(Rows from an object pointing dataset)
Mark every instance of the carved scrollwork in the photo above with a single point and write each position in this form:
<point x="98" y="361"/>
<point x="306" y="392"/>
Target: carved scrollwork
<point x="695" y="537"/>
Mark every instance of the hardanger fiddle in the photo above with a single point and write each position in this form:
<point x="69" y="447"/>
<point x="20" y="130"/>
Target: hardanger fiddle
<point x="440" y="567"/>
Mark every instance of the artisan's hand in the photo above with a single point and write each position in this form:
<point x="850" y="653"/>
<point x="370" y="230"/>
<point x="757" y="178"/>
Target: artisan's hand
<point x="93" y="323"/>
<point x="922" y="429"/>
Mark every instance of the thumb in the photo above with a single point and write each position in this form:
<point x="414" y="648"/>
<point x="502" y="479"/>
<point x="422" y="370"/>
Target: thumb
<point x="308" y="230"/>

# PROBLEM DETAILS
Can you rescale every answer coordinate in the records above by 0.9, rounding to whole numbers with halves going up? Write out all the lines again, requests included, and leave the numbers in the requests and their format samples as they are.

# REPLY TO THE EXERCISE
Mark every instance of the carved scrollwork in the photo above with a single point and write each position in this form:
<point x="98" y="361"/>
<point x="306" y="392"/>
Target: carved scrollwork
<point x="626" y="483"/>
Mark every instance of the hardanger fiddle in the photo above with a single point and write each position in this form:
<point x="69" y="447"/>
<point x="20" y="130"/>
Target: hardanger fiddle
<point x="396" y="510"/>
Mark every instance of the artisan's hand in the photo above with a single point and write each position in this form:
<point x="850" y="653"/>
<point x="370" y="230"/>
<point x="757" y="178"/>
Target: artisan's hand
<point x="84" y="291"/>
<point x="830" y="386"/>
Mark every instance of the thumb in the photo above with a single point and write each position in this form:
<point x="414" y="648"/>
<point x="502" y="479"/>
<point x="422" y="370"/>
Target: thumb
<point x="277" y="207"/>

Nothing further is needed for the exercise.